→ **What you have to do**
Retype every entry precisely and keep each line whole.

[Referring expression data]
-*-*-

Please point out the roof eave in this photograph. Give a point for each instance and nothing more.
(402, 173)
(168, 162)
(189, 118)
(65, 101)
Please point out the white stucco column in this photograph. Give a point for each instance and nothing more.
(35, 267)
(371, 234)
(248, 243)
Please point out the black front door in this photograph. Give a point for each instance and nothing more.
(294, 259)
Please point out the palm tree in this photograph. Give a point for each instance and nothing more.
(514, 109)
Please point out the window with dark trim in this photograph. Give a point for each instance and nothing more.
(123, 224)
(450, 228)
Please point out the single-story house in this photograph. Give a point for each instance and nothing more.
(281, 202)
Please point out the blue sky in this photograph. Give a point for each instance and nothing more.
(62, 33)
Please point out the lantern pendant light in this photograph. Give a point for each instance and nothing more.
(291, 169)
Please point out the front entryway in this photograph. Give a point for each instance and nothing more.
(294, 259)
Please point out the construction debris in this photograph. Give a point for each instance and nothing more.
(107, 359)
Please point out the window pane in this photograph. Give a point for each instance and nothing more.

-*-*-

→ **Your response**
Please point out the roof eave in this photograph. Give a point for each instance and nothing more.
(402, 173)
(168, 162)
(189, 118)
(65, 101)
Please point out the white stucco column in this photograph. Give a point for each instance and nothing more.
(35, 267)
(371, 234)
(248, 243)
Please point out the black front door in this photograph. Give a point for each instance and nothing more.
(294, 259)
Please point out the palm tree in this photograph. Give a point for each instance and nothing more.
(514, 109)
Please point out the window with dark trim in this photograph. Give a point for each instance and nothing more.
(123, 224)
(450, 228)
Please point out the single-story house in this photograph. Give a point for each instance and nothing more.
(281, 202)
Please point out the blue sky in this photograph. Give a point for each instance and nothing more.
(62, 33)
Please point out the lantern pendant light in this photograph. Give a point for each instance and nothing more.
(291, 169)
Please point out the front entryway in this photograph. Give a point for each instance and nothing more.
(294, 259)
Please point out the construction debris in this photograph. Give a point for each instance and nothing more.
(107, 359)
Please point out the window pane in this photograph. Give a point for each instance and nothing more.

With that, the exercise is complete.